[Items drawn from a data source]
──────────

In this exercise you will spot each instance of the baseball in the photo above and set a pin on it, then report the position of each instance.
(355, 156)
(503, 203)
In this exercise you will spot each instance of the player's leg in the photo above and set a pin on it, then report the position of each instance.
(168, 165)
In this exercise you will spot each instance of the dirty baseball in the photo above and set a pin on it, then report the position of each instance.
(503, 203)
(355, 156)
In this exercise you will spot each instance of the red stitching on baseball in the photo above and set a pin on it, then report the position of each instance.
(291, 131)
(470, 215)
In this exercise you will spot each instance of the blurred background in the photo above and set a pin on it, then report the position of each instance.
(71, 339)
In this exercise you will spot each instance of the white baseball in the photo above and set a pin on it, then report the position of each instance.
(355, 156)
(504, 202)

──────────

- [TO DO]:
Copy all the entries above, keeping their wording, and shift every coordinate pair by adding 82 to each of its two numbers.

- [TASK ANSWER]:
In this exercise you will spot each instance of the baseball in the photo above and set a pin on it, then report the position of each instance.
(437, 238)
(585, 285)
In this exercise you will spot each instance of the player's leg in the photo above and set a pin on it, then report the position of each instance.
(250, 247)
In this exercise you will spot each instance of the dirty baseball in the photo above and set a pin on it, then report the position of each instance.
(585, 285)
(437, 238)
In this exercise you will spot each instance of the red stitching on baseball in the photo above and set a pin on it, then report the position of each instance.
(373, 213)
(552, 297)
In this exercise you will spot each instance of the blurred background in the photo above and set a pin on it, then report the position of each instance.
(153, 421)
In this exercise you will spot each instance of the white baseball in the photo above and set a pin on it, then report the position of each instance.
(437, 238)
(586, 284)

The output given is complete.